__Requirement__. Repeat the entries exactly. Leave nothing out.
****************
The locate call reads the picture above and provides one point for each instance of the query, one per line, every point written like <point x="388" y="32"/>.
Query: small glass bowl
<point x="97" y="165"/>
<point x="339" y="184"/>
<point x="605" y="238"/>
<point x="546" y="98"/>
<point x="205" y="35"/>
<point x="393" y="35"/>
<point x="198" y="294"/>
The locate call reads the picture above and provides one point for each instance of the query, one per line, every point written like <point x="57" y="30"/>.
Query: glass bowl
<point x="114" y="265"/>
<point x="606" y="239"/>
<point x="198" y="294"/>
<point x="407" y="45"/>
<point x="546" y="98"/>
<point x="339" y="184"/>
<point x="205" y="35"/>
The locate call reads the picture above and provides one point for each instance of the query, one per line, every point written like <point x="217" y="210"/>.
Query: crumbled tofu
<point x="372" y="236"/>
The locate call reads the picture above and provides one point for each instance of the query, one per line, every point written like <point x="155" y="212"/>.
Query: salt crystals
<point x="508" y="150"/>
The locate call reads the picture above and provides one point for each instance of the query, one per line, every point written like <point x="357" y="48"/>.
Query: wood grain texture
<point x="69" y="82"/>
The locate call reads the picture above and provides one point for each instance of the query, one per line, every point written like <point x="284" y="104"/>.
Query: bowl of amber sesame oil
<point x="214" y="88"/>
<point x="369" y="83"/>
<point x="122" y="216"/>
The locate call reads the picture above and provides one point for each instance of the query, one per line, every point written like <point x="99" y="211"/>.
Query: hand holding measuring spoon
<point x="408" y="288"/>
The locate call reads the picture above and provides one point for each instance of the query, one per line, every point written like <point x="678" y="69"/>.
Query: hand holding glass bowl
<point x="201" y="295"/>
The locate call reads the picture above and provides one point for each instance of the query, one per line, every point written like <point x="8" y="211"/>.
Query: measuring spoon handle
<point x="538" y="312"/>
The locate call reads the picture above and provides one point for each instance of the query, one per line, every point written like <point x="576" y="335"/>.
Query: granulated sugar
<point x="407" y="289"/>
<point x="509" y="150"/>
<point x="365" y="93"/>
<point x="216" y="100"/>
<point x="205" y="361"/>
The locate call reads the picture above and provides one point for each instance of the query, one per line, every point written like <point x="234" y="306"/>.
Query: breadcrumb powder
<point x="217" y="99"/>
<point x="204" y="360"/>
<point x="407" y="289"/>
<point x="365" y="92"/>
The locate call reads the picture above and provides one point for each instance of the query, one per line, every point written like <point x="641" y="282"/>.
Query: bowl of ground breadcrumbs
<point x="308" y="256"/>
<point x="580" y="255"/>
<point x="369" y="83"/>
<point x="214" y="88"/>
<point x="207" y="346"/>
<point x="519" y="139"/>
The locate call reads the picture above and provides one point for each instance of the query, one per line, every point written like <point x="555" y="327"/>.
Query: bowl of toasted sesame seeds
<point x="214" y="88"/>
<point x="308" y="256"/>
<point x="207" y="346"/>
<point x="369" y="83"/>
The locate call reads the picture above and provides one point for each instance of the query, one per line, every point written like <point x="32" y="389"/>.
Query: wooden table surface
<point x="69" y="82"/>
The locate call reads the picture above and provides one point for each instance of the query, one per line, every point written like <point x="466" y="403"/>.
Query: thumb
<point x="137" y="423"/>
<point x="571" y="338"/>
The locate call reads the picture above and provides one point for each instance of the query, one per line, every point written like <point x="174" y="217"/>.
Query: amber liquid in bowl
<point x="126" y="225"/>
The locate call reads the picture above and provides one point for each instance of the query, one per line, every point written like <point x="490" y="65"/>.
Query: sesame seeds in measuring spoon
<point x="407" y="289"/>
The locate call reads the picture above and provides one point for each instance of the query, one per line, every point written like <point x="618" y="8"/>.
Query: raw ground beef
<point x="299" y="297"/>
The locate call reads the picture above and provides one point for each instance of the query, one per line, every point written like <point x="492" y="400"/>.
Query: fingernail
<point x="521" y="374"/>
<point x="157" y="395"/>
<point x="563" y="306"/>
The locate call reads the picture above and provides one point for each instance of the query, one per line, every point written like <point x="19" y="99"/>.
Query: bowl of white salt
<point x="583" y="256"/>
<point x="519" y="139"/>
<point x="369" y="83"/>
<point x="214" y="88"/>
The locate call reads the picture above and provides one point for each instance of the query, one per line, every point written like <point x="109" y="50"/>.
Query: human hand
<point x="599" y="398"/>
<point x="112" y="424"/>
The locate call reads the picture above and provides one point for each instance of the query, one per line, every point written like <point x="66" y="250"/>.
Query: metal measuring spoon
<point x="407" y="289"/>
****************
__Solved problem__.
The locate call reads the picture above and provides one point for each instance of the query, one per line, every point written like <point x="388" y="32"/>.
Query: small glass bowl
<point x="97" y="165"/>
<point x="339" y="184"/>
<point x="605" y="238"/>
<point x="546" y="98"/>
<point x="205" y="35"/>
<point x="393" y="35"/>
<point x="198" y="294"/>
The locate call reads the picture above and provides one point for each instance of the query, one per line, every point written like <point x="57" y="30"/>.
Query: glass bowl
<point x="114" y="265"/>
<point x="606" y="239"/>
<point x="198" y="294"/>
<point x="407" y="45"/>
<point x="546" y="98"/>
<point x="339" y="184"/>
<point x="205" y="35"/>
The locate call reads the picture above and provides one point for each instance of the query, one per line, every point written like <point x="217" y="210"/>.
Query: crumbled tofu
<point x="372" y="236"/>
The locate call reads the picture above and provides one point for each instance of the query, one per line, every point written like <point x="155" y="212"/>.
Query: salt crystals
<point x="508" y="150"/>
The locate call reads the picture above and provides one point for each instance of the query, one per line, every point written like <point x="357" y="48"/>.
Query: wood grain texture
<point x="69" y="82"/>
The locate call reads the picture above and provides one point for each instance of the query, one per line, every point written like <point x="284" y="104"/>.
Query: bowl of amber sesame oil
<point x="214" y="88"/>
<point x="369" y="83"/>
<point x="122" y="216"/>
The locate call reads the picture above and provides one point for each instance of the query, one per line, every point written like <point x="99" y="211"/>.
Query: hand holding measuring spoon
<point x="408" y="288"/>
The locate call reads the picture above and provides one point for each instance of the query, one per line, every point written like <point x="678" y="69"/>.
Query: hand holding glass bowl
<point x="201" y="295"/>
The locate call reads the picture above and provides one point for each instance of the query, one per line, every point written like <point x="8" y="211"/>.
Query: measuring spoon handle
<point x="538" y="312"/>
The locate call reads the picture above and provides one point for each instance of the query, one per line, every point written like <point x="576" y="335"/>.
Query: granulated sugar
<point x="407" y="289"/>
<point x="509" y="150"/>
<point x="365" y="93"/>
<point x="216" y="100"/>
<point x="205" y="361"/>
The locate call reads the picture above and provides one point for each instance of the query, one per line, every point written like <point x="234" y="306"/>.
Query: breadcrumb powder
<point x="217" y="99"/>
<point x="204" y="360"/>
<point x="407" y="289"/>
<point x="365" y="92"/>
The locate call reads the picture above and provides one point for each instance of the query, one per line, every point written like <point x="641" y="282"/>.
Query: bowl of ground breadcrumbs
<point x="308" y="256"/>
<point x="580" y="255"/>
<point x="369" y="83"/>
<point x="214" y="88"/>
<point x="207" y="346"/>
<point x="519" y="139"/>
The locate call reads the picture above and provides one point for each instance of the query, one per line, every point written like <point x="555" y="327"/>.
Query: bowl of toasted sesame seeds
<point x="214" y="88"/>
<point x="308" y="256"/>
<point x="207" y="346"/>
<point x="369" y="83"/>
The locate call reads the picture above and provides one point for each instance of the query, one per line, every point written like <point x="32" y="389"/>.
Query: wooden table surface
<point x="69" y="82"/>
The locate call reads the picture above and provides one point for each instance of the query, one per line, every point written like <point x="466" y="403"/>.
Query: thumb
<point x="137" y="423"/>
<point x="571" y="338"/>
The locate call reads the picture above and provides one point for each instance of the query, one per line, every point written like <point x="174" y="217"/>.
Query: amber liquid in bowl
<point x="126" y="225"/>
The locate call reads the picture above and provides one point for each instance of the query, one per line, every point written like <point x="490" y="65"/>.
Query: sesame seeds in measuring spoon
<point x="407" y="289"/>
The locate call reads the picture above and provides one point for each instance of the query, one per line, every point written like <point x="618" y="8"/>.
Query: raw ground beef
<point x="299" y="297"/>
The locate call reads the picture above and provides one point for each instance of the query, one per line, every point written like <point x="492" y="400"/>.
Query: fingernail
<point x="521" y="374"/>
<point x="157" y="395"/>
<point x="563" y="306"/>
The locate call reads the picture above and provides one point for each instance of the query, one per line, every point written like <point x="19" y="99"/>.
Query: bowl of white salt
<point x="583" y="256"/>
<point x="519" y="139"/>
<point x="369" y="83"/>
<point x="214" y="88"/>
The locate call reads the picture above and provides one point for each instance of the query, one per line, every point written like <point x="109" y="50"/>.
Query: human hand
<point x="599" y="398"/>
<point x="112" y="424"/>
The locate call reads the picture above and provides one point for each instance of the query, one per line, every point written like <point x="66" y="250"/>.
Query: metal measuring spoon
<point x="407" y="289"/>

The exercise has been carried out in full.